**Supplied information**
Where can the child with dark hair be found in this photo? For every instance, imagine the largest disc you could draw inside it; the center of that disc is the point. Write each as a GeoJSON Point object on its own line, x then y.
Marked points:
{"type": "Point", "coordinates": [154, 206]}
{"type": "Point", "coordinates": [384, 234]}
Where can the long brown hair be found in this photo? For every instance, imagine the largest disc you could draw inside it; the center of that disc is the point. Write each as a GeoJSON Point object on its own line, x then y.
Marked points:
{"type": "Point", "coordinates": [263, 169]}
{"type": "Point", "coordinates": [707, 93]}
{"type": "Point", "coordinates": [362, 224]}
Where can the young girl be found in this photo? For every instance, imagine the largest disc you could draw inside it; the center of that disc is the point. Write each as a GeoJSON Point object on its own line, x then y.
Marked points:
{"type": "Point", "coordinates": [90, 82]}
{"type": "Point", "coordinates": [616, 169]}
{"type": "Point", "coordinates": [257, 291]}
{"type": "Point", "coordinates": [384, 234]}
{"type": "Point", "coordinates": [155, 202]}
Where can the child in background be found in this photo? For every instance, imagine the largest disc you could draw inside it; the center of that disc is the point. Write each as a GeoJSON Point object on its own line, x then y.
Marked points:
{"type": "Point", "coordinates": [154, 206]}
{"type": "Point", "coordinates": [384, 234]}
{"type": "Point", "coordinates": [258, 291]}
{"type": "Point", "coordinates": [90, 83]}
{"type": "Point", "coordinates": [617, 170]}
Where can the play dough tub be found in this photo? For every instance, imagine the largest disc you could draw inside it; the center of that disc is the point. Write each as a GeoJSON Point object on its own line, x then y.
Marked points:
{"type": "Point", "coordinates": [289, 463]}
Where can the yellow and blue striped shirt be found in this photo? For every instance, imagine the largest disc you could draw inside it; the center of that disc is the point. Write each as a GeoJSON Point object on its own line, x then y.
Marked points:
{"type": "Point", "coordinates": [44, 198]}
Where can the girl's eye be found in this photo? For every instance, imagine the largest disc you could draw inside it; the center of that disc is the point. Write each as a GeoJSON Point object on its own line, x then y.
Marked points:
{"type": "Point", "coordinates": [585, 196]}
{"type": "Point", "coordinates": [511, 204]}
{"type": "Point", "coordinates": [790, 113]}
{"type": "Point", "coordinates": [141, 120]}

**Instruction**
Please retype all of the rows above word for word, keeping every line and character unchanged.

**Response to the task**
Where can the child with dark hair be found in this photo? For every instance, imagine the largest disc you could draw inside it; the center of that disc is the point. Write each as a GeoJSON Point object on its own line, x then y.
Marked points:
{"type": "Point", "coordinates": [154, 206]}
{"type": "Point", "coordinates": [384, 234]}
Where can the long brown hair be found in this photo? For every instance, imagine the largest disc you could draw inside it; the center of that disc is the point. Write each as a GeoJSON Point object on its own line, x then y.
Marked points:
{"type": "Point", "coordinates": [263, 169]}
{"type": "Point", "coordinates": [707, 93]}
{"type": "Point", "coordinates": [362, 224]}
Where can the young girl be found in this photo? For every instance, imagine the largest disc you could draw inside it; the center of that disc is the point. Write each as a GeoJSON Point object on its own line, x then y.
Marked points:
{"type": "Point", "coordinates": [90, 82]}
{"type": "Point", "coordinates": [616, 169]}
{"type": "Point", "coordinates": [257, 291]}
{"type": "Point", "coordinates": [384, 234]}
{"type": "Point", "coordinates": [155, 202]}
Where can the child in background be found in this photo? For every instance, imagine the largest disc you could draw inside it; the center of that disc is the point. Write each as a GeoJSON Point object on its own line, x then y.
Marked points:
{"type": "Point", "coordinates": [154, 206]}
{"type": "Point", "coordinates": [384, 234]}
{"type": "Point", "coordinates": [258, 291]}
{"type": "Point", "coordinates": [90, 83]}
{"type": "Point", "coordinates": [617, 170]}
Where can the play dough tub be found in this photo? For every instance, imagine the largest disc you could draw inside it; the center of that disc is the point. Write each as a GeoJSON Point object on its own line, x then y.
Marked points:
{"type": "Point", "coordinates": [289, 463]}
Where can the yellow and blue striped shirt be found in this photo? For every instance, imagine the largest disc you could draw inside it; the center of that disc is the point. Write each as a GeoJSON Point object on its own line, x then y.
Marked points:
{"type": "Point", "coordinates": [44, 198]}
Where can the girl's eye be found in this photo? For every instance, imagine the largest disc you could draw inside it; the center of that disc is the point. Write each as a GeoJSON Point object on its own line, x then y.
Marked points:
{"type": "Point", "coordinates": [585, 196]}
{"type": "Point", "coordinates": [511, 204]}
{"type": "Point", "coordinates": [790, 113]}
{"type": "Point", "coordinates": [141, 120]}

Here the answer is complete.